##### 阅读材料 #####

USACO 5.3 Network of Schools

Network of Schools
IOI '96 Day 1 Problem 3

A number of schools are connected to a computer network. Agreements have been developed among those schools: each school maintains a list of schools to which it distributes software (the "receiving schools"). Note that if B is in the distribution list of school A, then A does not necessarily appear in the list of school B.

You are to write a program that computes the minimal number of schools that must receive a copy of the new software in order for the software to reach all schools in the network according to the agreement (Subtask A). As a further task, we want to ensure that by sending the copy of new software to an arbitrary school, this software will reach all schools in the network. To achieve this goal we may have to extend the lists of receivers by new members. Compute the minimal number of extensions that have to be made so that whatever school we send the new software to, it will reach all other schools (Subtask B). One extension means introducing one new member into the list of receivers of one school.

PROGRAM NAME: schlnet

INPUT FORMAT

The first line of the input file contains an integer N: the number of schools in the network (2<=N<=100). The schools are identified by the first N positive integers. Each of the next N lines describes a list of receivers. The line i+1 contains the identifiers of the receivers of school i. Each list ends with a 0. An empty list contains a 0 alone in the line.

SAMPLE INPUT (file schlnet.in)

5
2 4 3 0
4 5 0
0
0
1 0

OUTPUT FORMAT

Your program should write two lines to the output file. The first line should contain one positive integer: the solution of subtask A. The second line should contain the solution of subtask B.

SAMPLE OUTPUT (file schlnet.out)

##### 已知信息 #####

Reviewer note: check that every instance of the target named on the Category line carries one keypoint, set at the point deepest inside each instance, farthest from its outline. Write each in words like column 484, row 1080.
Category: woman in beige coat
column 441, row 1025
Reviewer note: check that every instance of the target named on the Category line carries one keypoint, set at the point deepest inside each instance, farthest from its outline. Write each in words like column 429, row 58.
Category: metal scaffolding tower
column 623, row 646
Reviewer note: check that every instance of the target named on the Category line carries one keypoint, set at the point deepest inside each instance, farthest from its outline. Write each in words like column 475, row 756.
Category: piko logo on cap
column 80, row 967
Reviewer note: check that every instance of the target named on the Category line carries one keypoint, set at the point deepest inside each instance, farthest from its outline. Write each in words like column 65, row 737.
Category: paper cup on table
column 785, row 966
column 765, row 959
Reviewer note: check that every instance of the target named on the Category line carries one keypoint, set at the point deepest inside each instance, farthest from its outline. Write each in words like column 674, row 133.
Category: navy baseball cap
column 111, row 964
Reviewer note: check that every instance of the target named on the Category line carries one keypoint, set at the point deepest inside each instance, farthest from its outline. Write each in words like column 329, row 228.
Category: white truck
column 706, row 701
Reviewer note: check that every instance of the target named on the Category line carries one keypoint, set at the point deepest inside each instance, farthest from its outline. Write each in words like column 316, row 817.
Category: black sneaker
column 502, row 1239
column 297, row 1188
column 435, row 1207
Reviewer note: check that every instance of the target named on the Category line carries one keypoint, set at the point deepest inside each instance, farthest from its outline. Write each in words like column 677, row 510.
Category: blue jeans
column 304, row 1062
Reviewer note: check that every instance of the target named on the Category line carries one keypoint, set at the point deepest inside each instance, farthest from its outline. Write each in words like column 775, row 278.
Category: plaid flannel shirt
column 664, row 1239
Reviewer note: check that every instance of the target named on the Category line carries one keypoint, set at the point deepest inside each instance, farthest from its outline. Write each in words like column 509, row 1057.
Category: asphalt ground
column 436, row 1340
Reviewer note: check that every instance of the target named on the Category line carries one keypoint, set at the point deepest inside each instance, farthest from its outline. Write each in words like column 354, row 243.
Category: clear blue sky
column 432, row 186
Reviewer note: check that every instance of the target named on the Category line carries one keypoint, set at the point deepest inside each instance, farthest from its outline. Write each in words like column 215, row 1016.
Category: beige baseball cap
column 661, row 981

#####

■ 任务要求:
A) 根据关于学校网络的题目，回答下列问题：
(i) 网络中学校数量N的取值范围是多少？
(ii) 题目规定的程序名称是什么？
(iii) 输出文件的第一行应包含什么内容？
B) 请从关于学校网络的题目的最后一句之后开始续写下一部分。
这些数据是另一份独立的材料。

■ 参考答案:
A)
(i) 2<=N<=100。
(ii) schlnet。
(iii) 一个正整数，即子任务A的解。

B)
1
2

 ——————————————————————题解

讲真，这道题过的真是一把辛酸泪

先说说我自己的非完美算法

强连通缩点然后所有点按照入度排序之后floodfill求出subtaskA

对于subtaskB我们对于每一个求好的连通块可以用串一串的方法来让它们强连通，对于每一个连通块中出度为0的点，可以把它们连在一起变成一个出度为0的点（需要出度为0的点的个数-1的花费）

至此，我们可以说一个连通块是“有方向的边”，它的起点是扩展时最初的点，终点是唯一出度为0的点，然后按照方向将它们连起来需要cnt（联通块个数）的花费

当然，有些时候两个连通块有共用出度为0的点，我们发现我们只关心他们的总花费，初始化总花费为所有出度为0的点总和，如果一个连通块拥有一个出度为0的点，那么我们的花费就减一

按照以上的计算答案是3

但是有反例，对于这样一个图，我们计算的答案是4（正确答案是5）

对于这个解决办法，我们可以做二分图匹配，求出最大匹配数……

所以这个办法完全起来应该是强连通缩点+floodfill+二分图匹配

但是前两步我的代码已经近160行……于是第三步我怂了……结果交上去过了……还是感谢USACO没有卡我

/*
ID: ivorysi
LANG: C++
PROG: schlnet
*/
#include <iostream>
#include <cstdio>
#include <cstring>
#include <algorithm>
#include <queue>
#include <set>
#include <vector>
#include <string.h>
#include <cmath>
#include <stack>
#define siji(i,x,y) for(int i=(x);i<=(y);++i)
#define gongzi(j,x,y) for(int j=(x);j>=(y);--j)
#define xiaosiji(i,x,y) for(int i=(x);i<(y);++i)
#define sigongzi(j,x,y) for(int j=(x);j>(y);--j)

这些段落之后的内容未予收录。